== Passage given ==

Expedia Group is seeking a Principal Software Development Engineer to lead the architecture, design, and building of a compute runtime platform based on Kubernetes. This role involves evolving the Kubernetes-based environment, architecting for scale and reliability, improving the developer control plane with CI/CD and GitOps, automating infrastructure lifecycle with IaC, and providing technical leadership and mentorship. The engineer will also be involved in production debugging and collaborating with various teams to deliver platform capabilities.

What you'd actually do

  1. Design and Implement Core Platform Components: Evolve our Kubernetes-based environment, focusing on areas like multi-tenancy, network policy, resource management, and service mesh integration (e.g., Istio, Linkerd).
  2. Architect for Scale and Reliability: Lead the technical design for scaling our control plane and data plane to handle a 10x increase in services and traffic. Define and implement SLOs for the platform itself.

===
== Material provided ==

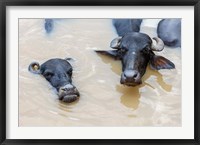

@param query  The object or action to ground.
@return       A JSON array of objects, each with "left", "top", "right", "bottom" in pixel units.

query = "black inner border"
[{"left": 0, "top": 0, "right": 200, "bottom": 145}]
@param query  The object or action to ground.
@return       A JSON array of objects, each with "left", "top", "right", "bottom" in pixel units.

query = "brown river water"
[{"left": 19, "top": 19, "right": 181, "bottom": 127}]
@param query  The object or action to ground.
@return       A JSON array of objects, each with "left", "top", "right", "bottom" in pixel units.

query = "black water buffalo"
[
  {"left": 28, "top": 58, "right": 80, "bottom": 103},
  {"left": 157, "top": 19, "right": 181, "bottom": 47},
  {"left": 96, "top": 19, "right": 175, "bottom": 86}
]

===
== Material provided ==

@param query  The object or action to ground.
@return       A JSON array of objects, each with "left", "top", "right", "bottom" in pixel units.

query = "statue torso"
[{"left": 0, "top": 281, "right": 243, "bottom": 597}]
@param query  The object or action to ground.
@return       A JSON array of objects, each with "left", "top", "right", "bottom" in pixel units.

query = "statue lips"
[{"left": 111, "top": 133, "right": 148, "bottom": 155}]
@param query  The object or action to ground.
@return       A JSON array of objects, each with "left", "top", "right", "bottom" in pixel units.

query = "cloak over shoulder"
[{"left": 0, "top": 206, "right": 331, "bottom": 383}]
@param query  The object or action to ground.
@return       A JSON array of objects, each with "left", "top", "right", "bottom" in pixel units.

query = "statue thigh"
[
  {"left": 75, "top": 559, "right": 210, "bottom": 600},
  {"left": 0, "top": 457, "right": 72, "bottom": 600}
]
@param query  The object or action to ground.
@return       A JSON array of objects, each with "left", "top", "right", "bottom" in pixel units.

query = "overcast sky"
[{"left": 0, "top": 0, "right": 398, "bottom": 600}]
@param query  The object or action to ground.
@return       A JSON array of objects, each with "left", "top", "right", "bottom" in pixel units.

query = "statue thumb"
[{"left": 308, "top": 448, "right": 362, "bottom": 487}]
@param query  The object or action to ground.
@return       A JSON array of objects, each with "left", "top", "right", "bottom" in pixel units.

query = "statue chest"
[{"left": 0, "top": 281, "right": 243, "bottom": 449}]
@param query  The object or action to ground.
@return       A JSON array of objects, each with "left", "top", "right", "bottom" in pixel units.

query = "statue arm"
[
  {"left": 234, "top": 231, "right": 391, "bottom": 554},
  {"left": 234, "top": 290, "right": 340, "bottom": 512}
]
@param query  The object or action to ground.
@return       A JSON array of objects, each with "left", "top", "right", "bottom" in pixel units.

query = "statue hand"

===
== Material provided ==

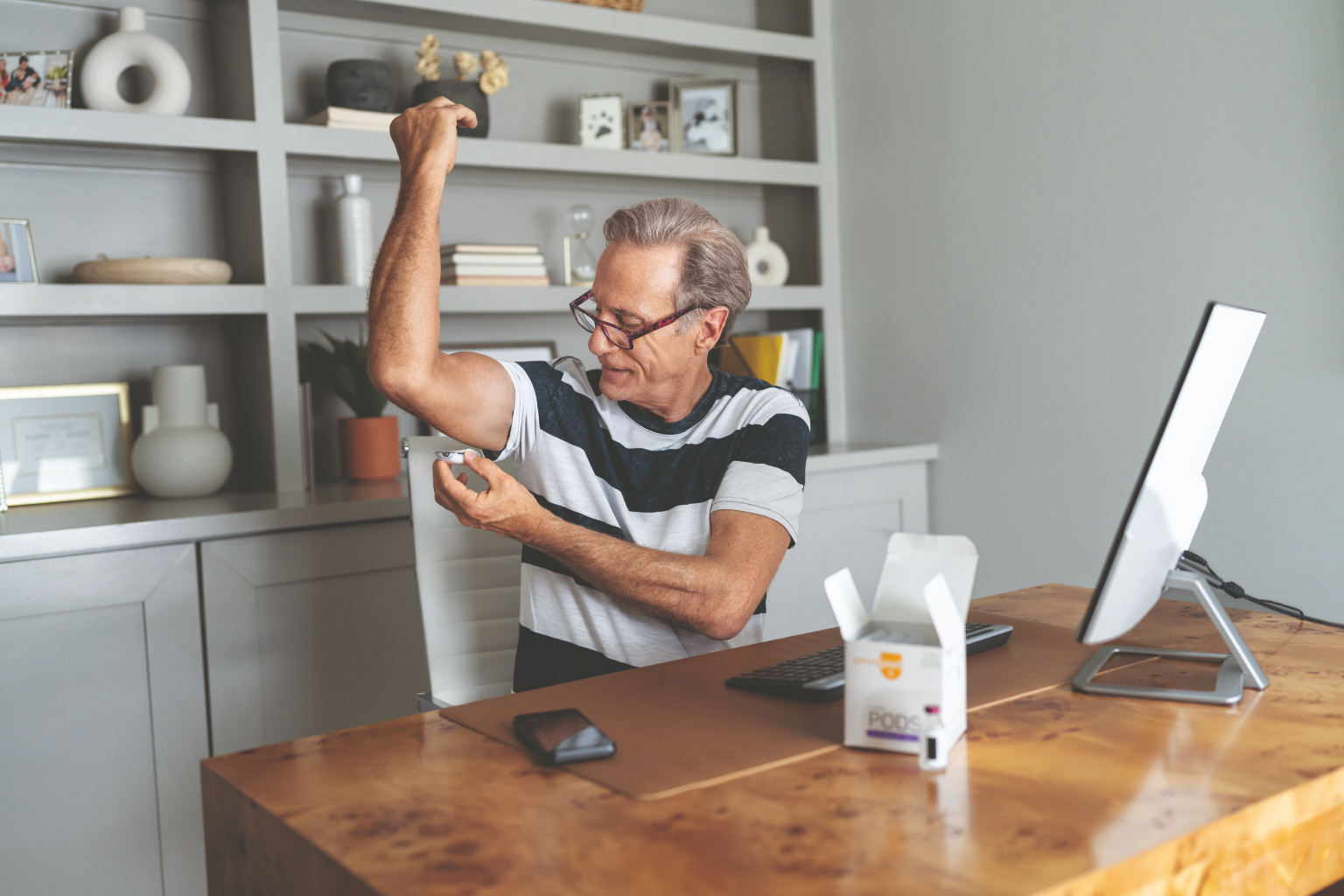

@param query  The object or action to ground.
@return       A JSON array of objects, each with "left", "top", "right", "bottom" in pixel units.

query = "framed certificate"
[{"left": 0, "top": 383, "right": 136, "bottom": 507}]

===

**Problems and tasks**
A – Update the job posting by rewriting it from "Expedia Group is" up to and including "(e.g., Istio, Linkerd).", with "multi-tenancy" changed to "tenant isolation".
B – Please extend the Kubernetes platform job posting from the point where it stops.
The rows were taken from a different source than the job posting.

**Answer set**
A –
Expedia Group is seeking a Principal Software Development Engineer to lead the architecture, design, and building of a compute runtime platform based on Kubernetes. This role involves evolving the Kubernetes-based environment, architecting for scale and reliability, improving the developer control plane with CI/CD and GitOps, automating infrastructure lifecycle with IaC, and providing technical leadership and mentorship. The engineer will also be involved in production debugging and collaborating with various teams to deliver platform capabilities.

What you'd actually do

  1. Design and Implement Core Platform Components: Evolve our Kubernetes-based environment, focusing on areas like tenant isolation, network policy, resource management, and service mesh integration (e.g., Istio, Linkerd).

B –
  3. Improve the Developer Control Plane: Design and build the next generation of our CI/CD pipelines and GitOps workflows. Drive the strategy for our internal developer portal (e.g., Backstage) to unify tooling, documentation, and service lifecycle management.
  4. Automate Infrastructure Lifecycle: Author and maintain production-grade Infrastructure as Code (IaC) using Terraform and/or Crossplane. Eliminate manual toil by automating cluster provisioning, node lifecycle, and dependency upgrades.
  5. Technical Leadership and Mentorship: Act as a force multiplier. Mentor senior engineers on the team, lead architecture review sessions, and author RFCs to build consensus on significant technical decisions. Your influence will extend beyond the team to application developers and SREs.

Skills

Required

  • infrastructure automation
  • configuration management
  • container orchestration
  • Java
  • Go
  • Python
  • Ruby
  • cloud computing
  • Amazon Web Services (AWS)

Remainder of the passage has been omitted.